▶ _To be done_
Please update the records from the line containing "Looking for: white blouse sleeve" through the end of the records, changing every "What to return" to "Expected output" and leaving all else unchanged. Give only those lines.

□ □ □ □

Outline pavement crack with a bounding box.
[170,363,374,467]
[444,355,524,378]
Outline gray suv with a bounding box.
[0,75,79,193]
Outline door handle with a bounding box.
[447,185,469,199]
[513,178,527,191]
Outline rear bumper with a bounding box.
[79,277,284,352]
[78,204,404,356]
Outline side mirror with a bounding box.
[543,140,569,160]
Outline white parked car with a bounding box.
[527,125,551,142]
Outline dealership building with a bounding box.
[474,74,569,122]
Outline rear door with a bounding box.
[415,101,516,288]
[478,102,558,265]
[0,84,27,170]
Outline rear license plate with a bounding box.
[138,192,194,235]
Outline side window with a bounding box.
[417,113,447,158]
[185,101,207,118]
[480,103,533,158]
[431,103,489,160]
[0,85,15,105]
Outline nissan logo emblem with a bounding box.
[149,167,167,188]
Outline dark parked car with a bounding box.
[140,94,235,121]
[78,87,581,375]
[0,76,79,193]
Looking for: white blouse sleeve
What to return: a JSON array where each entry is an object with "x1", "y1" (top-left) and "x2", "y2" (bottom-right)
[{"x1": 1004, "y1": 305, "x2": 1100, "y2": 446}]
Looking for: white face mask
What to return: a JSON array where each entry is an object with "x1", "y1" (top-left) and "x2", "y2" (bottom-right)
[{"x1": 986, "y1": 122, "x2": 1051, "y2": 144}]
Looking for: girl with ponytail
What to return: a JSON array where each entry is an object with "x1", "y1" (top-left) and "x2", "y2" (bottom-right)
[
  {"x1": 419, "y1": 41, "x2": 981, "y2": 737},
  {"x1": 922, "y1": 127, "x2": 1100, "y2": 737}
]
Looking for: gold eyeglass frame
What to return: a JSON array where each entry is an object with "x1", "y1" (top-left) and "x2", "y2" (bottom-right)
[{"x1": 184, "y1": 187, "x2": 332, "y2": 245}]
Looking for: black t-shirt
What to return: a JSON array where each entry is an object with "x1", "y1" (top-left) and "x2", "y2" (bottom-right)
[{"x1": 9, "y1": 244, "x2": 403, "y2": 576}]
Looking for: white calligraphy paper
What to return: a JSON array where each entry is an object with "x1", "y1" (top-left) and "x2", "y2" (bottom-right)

□ □ □ □

▶ _Complete response_
Looking for: white blouse sleeve
Expected output: a JSON array where each entry is an object with "x1", "y1" (top-left) and "x2", "y2" (bottom-right)
[{"x1": 1004, "y1": 305, "x2": 1100, "y2": 446}]
Looking for: white face mask
Expected output: a JSON array where each entry is an object with "x1", "y1" (top-left) and "x2", "y2" (bottom-right)
[{"x1": 986, "y1": 122, "x2": 1051, "y2": 144}]
Looking for: girl with ponytail
Expected output: a JSON array where each entry is an object with "x1", "y1" (top-left) and "x2", "y2" (bottom-right)
[
  {"x1": 419, "y1": 41, "x2": 981, "y2": 737},
  {"x1": 922, "y1": 127, "x2": 1100, "y2": 737}
]
Looking for: gold eyeglass frame
Expected output: a JSON array where each entry is an object with "x1", "y1" (top-left) and "x2", "y2" (bottom-right)
[{"x1": 184, "y1": 187, "x2": 332, "y2": 245}]
Looking for: black t-shirt
Expected output: a JSON array where each entry is an object with "x1", "y1" (top-left) and "x2", "y2" (bottom-right)
[{"x1": 9, "y1": 244, "x2": 403, "y2": 576}]
Looking for: white calligraphy paper
Expected output: a JSON array where each entry is an object with "x1", "y1" (top-left) and "x2", "y2" (bottom-right)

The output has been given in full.